## 제시문
--------
9장 입출력 처리하기

Jasik·2021년 12월 12일

202112 스터디 - 코어 자바 8

목록 보기

10/15

입력 스트림: 바이트를 읽어올 소스
파일, 네트워크 연결, 메모리에 있는 배열에서 읽어올 수 있다.

출력 스트림: 바이트의 목적지

reader, writer: 문자 시퀀스를 소비하고 생산

스트림 얻기

InputStream in = Files.newInputStream(path);
OutputStream out = Files.newInputStream(path);

path: Path 클래스 인스턴스

URL url = new URL("http://example.domain.com/index.html");
InputStream in = url.openStream();

byte[] bytes = ...;
InputStream in = new ByteArrayInputStream(bytes);

ByteArrayOutputStream out = new ByteArrayOutputStream();
byte[] bytes = out.toByteArray();

InputStream in = ...;
int b = in.read(); // reads one byte

byte[] bytes = ...;
bytesRead = in.read(bytes); // reads bytes in bulk
bytesRead = in.read(bytes, start, length); // reads bytes in bulk

// reads all bytes from input stream
public static byte[] readAllBytes(InputStream in) throws IOException {
    ByteArrayOutputStream out = new ByteArrayOutputStream();
    copy(in, out);
    out.close();
    
    return out.toByteArray();
}

스트림에 쓰기를 마친 후에는 반드시 해당 스트림을 닫아서 버퍼에 저장된 출력을 커밋해야한다. 따라서 try-with-resources 문을 쓰는 것이 좋다.

byte[] bytes = ...;
try (OutputStream out = ...) {
    out.write(bytes);
}

// from input stream to output stream
public static void copy(InputStream in, OutputStream out) throws IOException {
    final int BLOCKSIZE = 1024;
    byte[] bytes = new byte[BLOCKSIZE];
    
    int length;
    while ((length = in.read(bytes)) != -1) {
        out.write(bytes, 0, length);
    }
}

문자 인코딩

자바는 문자에 유니코드 표준을 사용. 각 문자나 코드포인트는 21비트 정수. 문자 인코딩은 21비트 숫자를 바이트로 패키징하는 것.
--------
## 과제 지시
제시문 가운데 "int length;"에서 시작해 "바이트로 패키징하는 것."까지 이어지는 부분을 다시 쓰되, "21비트" 표현을 "32비트" 표현으로 바꾸어라. 답은 제시문의 내용만을 근거로 작성한다.

## 저장된 데이터
--------
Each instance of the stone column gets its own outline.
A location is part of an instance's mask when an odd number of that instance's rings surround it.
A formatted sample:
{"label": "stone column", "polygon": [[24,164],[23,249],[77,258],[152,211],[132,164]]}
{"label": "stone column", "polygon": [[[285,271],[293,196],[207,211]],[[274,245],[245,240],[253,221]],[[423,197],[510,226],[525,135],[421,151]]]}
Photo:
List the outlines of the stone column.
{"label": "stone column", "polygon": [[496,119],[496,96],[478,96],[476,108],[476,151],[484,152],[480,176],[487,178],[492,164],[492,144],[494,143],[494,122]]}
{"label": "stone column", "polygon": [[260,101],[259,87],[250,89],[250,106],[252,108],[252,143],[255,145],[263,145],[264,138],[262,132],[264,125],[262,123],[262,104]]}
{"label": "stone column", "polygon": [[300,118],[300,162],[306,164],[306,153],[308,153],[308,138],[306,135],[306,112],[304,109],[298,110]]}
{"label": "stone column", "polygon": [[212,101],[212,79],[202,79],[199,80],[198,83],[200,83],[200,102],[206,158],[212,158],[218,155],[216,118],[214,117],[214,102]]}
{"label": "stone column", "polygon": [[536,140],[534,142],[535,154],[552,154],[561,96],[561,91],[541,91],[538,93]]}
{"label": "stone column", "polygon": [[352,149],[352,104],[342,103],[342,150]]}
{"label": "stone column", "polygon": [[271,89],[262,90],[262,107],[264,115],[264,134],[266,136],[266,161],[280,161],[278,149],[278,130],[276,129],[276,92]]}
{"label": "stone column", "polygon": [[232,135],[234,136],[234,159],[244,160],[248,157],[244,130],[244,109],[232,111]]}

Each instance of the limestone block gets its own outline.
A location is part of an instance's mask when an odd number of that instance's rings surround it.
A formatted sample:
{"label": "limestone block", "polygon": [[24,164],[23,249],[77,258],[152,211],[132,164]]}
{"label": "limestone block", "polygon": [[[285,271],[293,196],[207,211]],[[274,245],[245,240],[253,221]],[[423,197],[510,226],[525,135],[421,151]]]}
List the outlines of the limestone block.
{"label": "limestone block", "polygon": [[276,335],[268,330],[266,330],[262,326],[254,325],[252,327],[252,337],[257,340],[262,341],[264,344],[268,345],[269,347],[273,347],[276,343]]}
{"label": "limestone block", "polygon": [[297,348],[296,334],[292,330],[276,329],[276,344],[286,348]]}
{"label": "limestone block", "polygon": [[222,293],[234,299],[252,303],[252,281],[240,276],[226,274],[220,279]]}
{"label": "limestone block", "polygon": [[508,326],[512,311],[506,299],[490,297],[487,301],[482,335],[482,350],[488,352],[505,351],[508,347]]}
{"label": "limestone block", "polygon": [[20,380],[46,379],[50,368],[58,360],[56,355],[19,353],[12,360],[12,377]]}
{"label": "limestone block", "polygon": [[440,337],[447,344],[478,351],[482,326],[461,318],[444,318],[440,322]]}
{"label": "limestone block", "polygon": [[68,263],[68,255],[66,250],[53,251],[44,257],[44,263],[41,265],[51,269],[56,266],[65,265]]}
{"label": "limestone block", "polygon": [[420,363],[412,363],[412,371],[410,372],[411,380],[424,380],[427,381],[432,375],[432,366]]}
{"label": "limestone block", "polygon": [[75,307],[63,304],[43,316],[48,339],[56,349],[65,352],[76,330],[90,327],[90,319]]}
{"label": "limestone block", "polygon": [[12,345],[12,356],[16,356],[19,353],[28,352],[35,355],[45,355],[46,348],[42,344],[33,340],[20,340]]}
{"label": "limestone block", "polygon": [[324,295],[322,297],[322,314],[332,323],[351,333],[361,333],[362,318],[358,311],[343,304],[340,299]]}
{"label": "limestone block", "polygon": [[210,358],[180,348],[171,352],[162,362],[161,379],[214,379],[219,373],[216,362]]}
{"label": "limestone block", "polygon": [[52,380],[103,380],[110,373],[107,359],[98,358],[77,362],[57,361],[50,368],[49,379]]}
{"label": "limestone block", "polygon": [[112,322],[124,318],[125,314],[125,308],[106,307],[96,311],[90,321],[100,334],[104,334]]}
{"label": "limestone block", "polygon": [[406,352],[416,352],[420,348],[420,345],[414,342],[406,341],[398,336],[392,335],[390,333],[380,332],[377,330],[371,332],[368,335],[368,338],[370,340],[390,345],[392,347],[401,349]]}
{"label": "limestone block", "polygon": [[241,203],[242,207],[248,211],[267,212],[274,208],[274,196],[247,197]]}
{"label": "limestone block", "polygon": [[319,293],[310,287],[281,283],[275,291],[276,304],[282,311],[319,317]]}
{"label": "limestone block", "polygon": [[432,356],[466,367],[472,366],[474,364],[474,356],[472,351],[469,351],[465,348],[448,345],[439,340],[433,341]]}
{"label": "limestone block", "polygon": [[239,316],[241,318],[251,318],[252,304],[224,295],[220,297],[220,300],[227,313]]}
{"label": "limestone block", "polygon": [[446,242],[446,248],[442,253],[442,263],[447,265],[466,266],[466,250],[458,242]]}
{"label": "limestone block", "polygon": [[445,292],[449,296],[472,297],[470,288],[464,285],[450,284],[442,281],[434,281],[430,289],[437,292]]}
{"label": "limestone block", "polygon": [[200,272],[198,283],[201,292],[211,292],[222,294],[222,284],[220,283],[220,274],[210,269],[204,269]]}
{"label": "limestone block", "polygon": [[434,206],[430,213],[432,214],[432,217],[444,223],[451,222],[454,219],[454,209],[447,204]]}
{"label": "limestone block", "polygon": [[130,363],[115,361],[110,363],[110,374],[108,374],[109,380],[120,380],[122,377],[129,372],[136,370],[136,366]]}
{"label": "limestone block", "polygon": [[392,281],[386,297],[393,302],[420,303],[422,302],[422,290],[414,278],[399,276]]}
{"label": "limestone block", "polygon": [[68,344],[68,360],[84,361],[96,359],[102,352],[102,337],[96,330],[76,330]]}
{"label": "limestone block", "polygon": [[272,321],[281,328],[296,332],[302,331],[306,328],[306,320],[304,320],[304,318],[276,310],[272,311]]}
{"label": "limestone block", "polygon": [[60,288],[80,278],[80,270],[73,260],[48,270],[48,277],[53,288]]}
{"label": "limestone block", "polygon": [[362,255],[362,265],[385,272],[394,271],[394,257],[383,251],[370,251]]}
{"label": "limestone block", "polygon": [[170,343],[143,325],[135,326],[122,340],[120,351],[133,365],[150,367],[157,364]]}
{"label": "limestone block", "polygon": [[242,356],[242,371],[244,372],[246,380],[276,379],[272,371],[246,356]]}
--------
## 과제 결과
int length;
    while ((length = in.read(bytes)) != -1) {
        out.write(bytes, 0, length);
    }
}

문자 인코딩

자바는 문자에 유니코드 표준을 사용. 각 문자나 코드포인트는 32비트 정수. 문자 인코딩은 32비트 숫자를 바이트로 패키징하는 것.